Write the entries out again exactly as they stand, but without the pictures.

**Stored records:**

----------------

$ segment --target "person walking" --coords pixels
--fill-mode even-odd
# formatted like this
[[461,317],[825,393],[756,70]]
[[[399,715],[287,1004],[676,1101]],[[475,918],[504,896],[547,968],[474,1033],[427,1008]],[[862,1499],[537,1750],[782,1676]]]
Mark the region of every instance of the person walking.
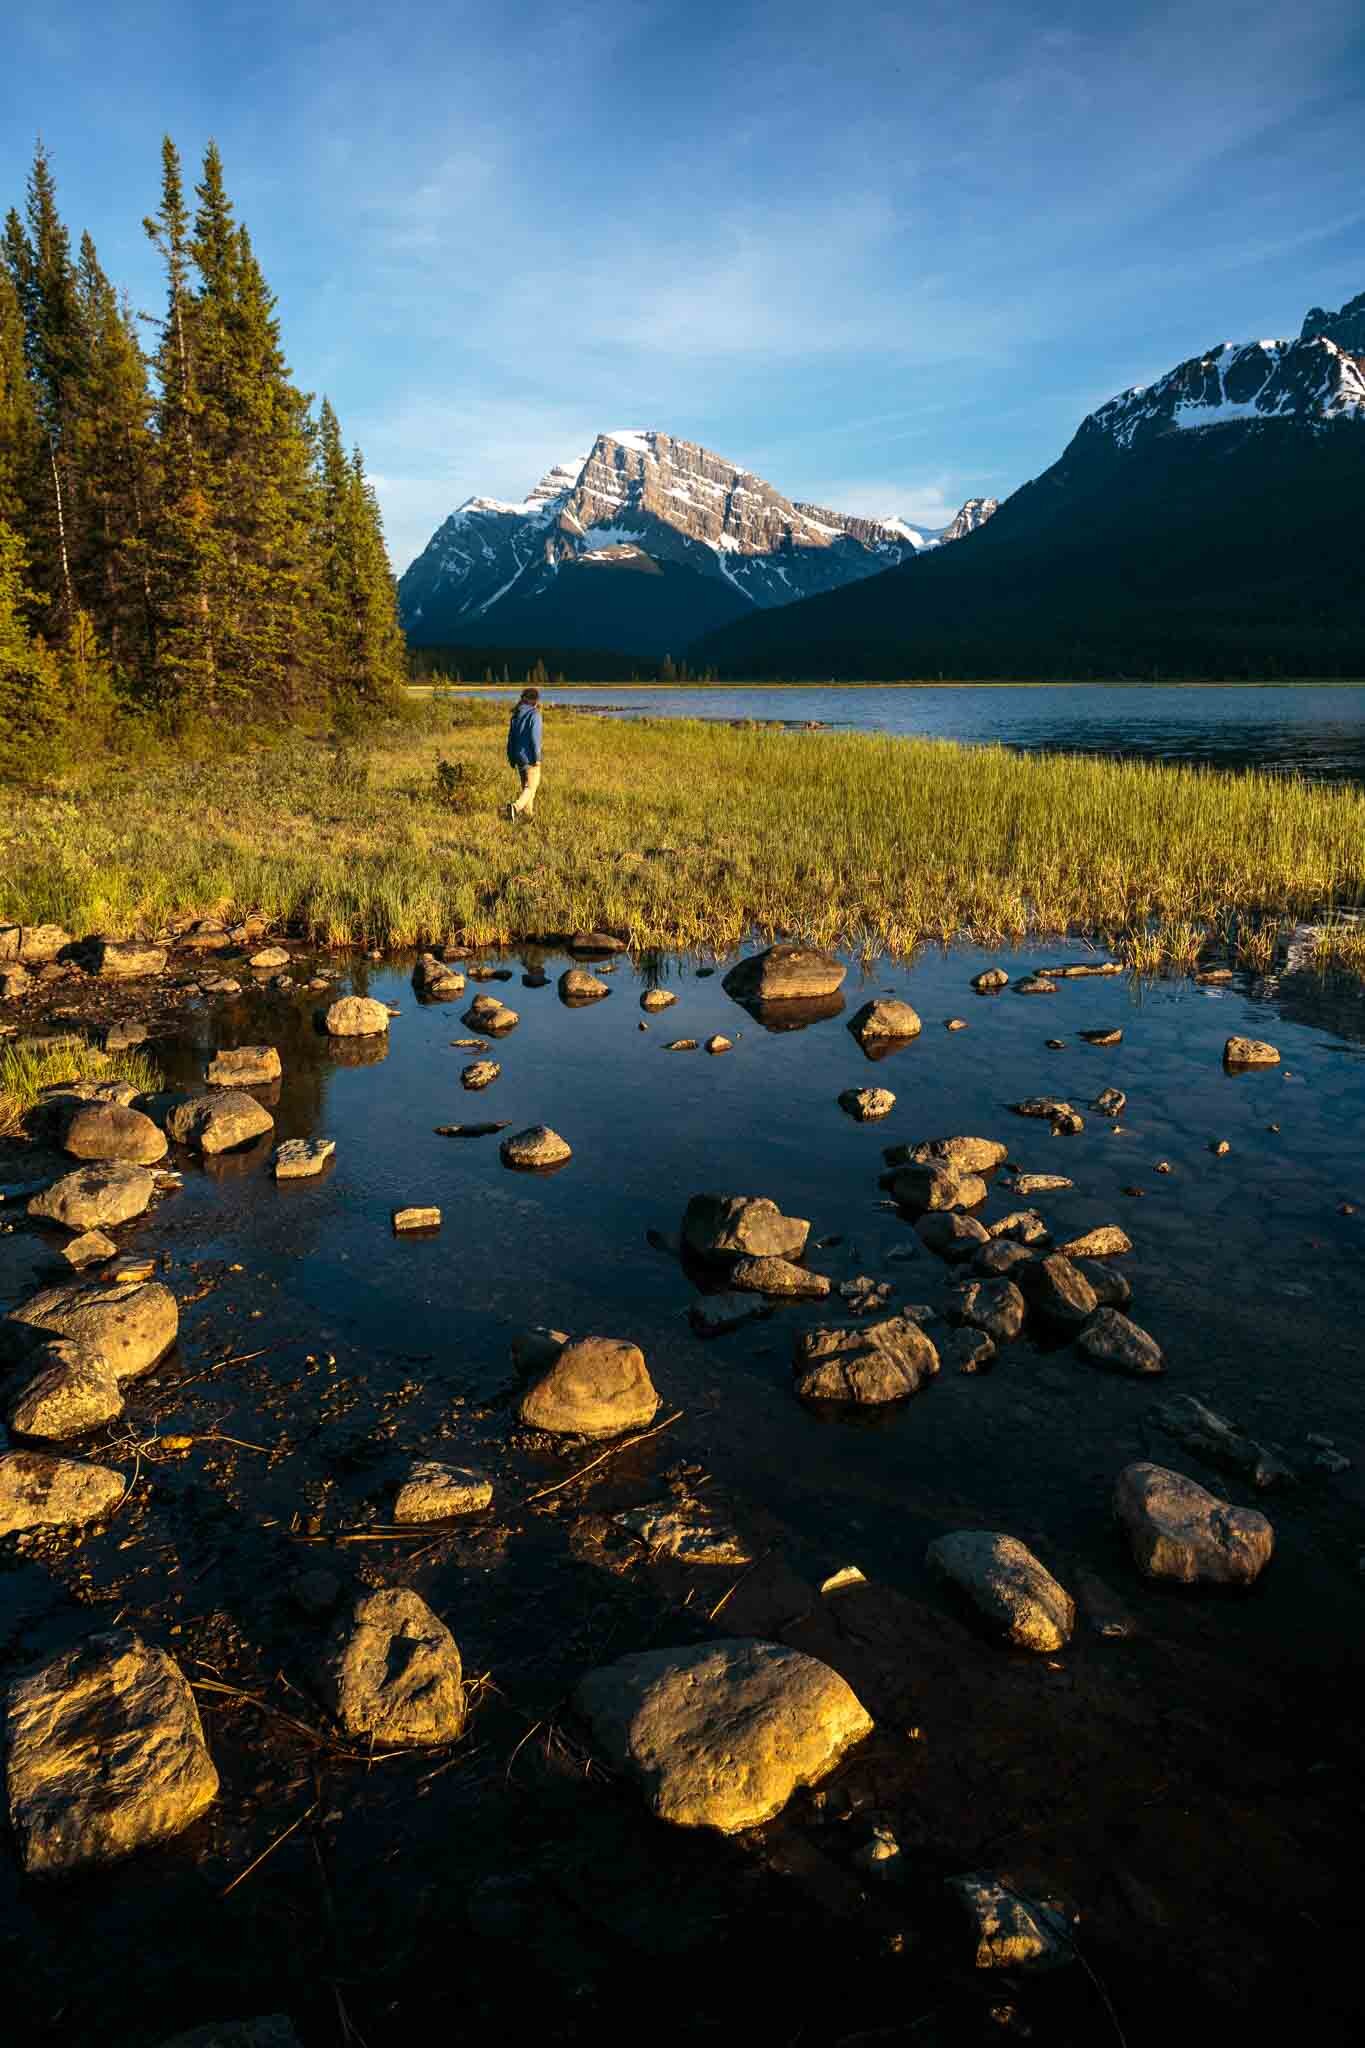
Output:
[[540,788],[540,692],[523,690],[520,701],[512,707],[511,723],[507,728],[507,759],[521,777],[521,795],[515,803],[507,806],[507,815],[515,825],[518,818],[529,818],[536,807],[536,791]]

----------------

**Solution for this task:**
$ segment --target "person walking" --coords pixels
--fill-mode even-odd
# formatted like this
[[461,317],[825,393],[756,70]]
[[[399,715],[287,1004],[676,1101]],[[475,918],[504,896],[547,968],[474,1033],[427,1008]],[[862,1499],[537,1750],[782,1676]]]
Mark the region of every instance of the person walking.
Output:
[[540,788],[540,692],[523,690],[520,701],[512,707],[511,723],[507,728],[507,759],[521,777],[521,795],[515,803],[507,806],[507,815],[515,825],[518,818],[529,818],[536,807],[536,791]]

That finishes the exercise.